◆ Exercise brief ◆
Search the entries for lines that contain the word "below", and report each one found.

◆ Data extract ◆
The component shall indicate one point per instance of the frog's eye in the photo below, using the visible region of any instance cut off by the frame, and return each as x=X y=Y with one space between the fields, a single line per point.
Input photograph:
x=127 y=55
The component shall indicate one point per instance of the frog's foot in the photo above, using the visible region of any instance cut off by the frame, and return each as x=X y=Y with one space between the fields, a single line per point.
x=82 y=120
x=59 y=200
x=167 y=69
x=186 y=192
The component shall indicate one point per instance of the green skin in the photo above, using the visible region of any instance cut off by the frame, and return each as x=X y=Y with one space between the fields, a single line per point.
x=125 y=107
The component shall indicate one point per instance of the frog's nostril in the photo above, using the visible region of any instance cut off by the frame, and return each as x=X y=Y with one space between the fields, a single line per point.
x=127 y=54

---

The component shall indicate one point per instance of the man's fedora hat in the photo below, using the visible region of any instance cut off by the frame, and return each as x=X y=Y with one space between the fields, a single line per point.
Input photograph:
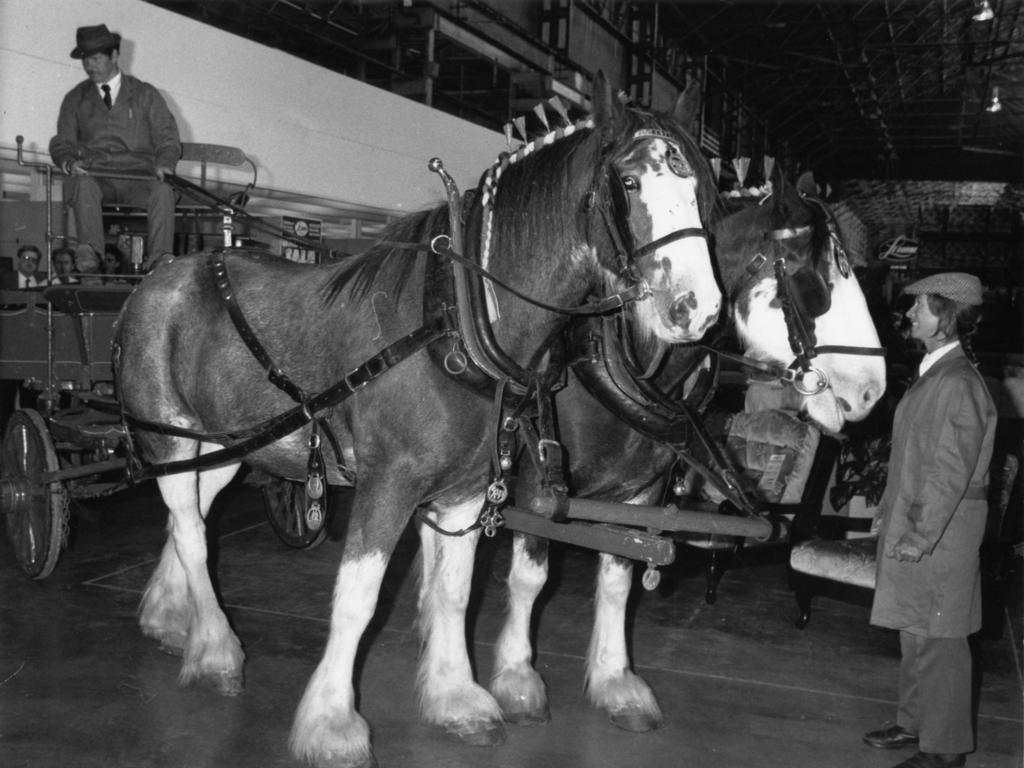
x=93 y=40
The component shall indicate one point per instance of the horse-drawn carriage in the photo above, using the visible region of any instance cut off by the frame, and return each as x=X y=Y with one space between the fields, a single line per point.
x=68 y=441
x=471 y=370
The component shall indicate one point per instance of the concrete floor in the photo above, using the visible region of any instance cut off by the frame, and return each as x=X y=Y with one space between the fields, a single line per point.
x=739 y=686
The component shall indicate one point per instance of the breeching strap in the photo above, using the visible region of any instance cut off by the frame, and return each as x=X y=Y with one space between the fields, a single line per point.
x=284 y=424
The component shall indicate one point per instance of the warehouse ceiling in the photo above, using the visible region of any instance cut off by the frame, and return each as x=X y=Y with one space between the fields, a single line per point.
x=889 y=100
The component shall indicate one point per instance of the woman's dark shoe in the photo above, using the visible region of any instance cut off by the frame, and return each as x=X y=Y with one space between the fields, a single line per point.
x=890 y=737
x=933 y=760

==

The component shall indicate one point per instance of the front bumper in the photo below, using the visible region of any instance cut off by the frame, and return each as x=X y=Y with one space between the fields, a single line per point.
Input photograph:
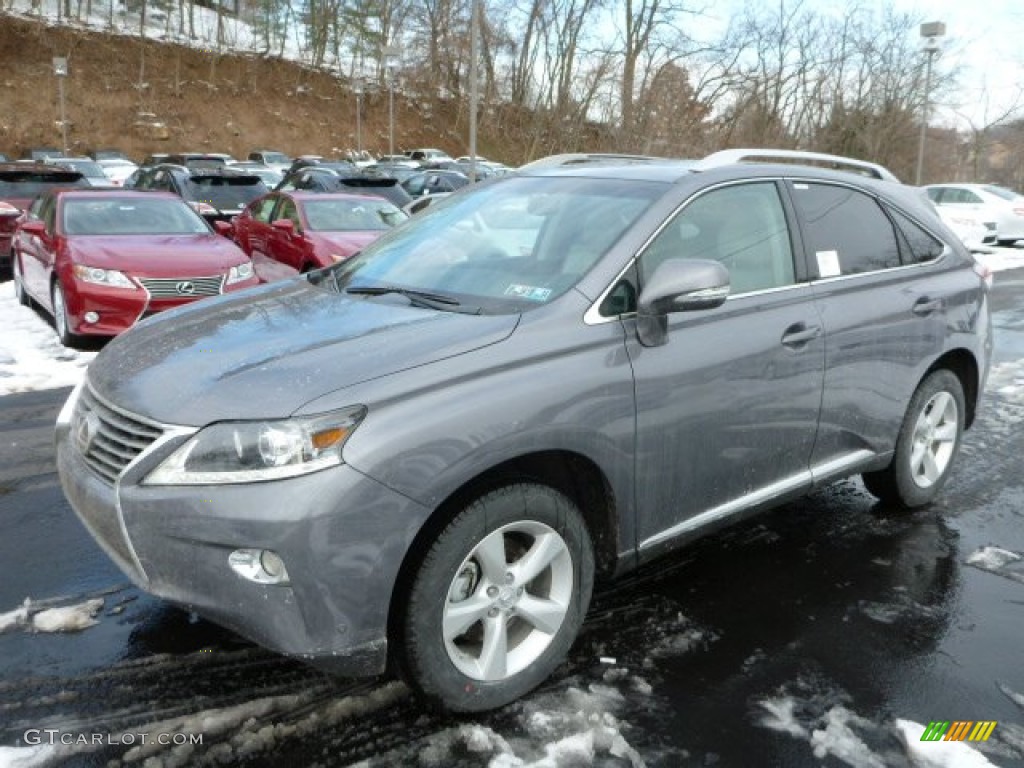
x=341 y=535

◆ Answer box ◆
The component shall indicate one point per instance of the frog's eye in the photo below, using the visible region of any instance cut off by the frame, and return each as x=X y=Y with one space between the fields, a single line per point.
The component shall indicate one point per instance of the man's fedora hat in the photo below, using the visible region of any instance cut off by the frame, and return each as x=X y=Y with one space between the fields, a single line per point.
The component shall indicate one point per instance of the front bumper in the photo below, using the visible region of any instance cut off by the frame, and return each as x=X y=Y with one space between the fields, a single line per point.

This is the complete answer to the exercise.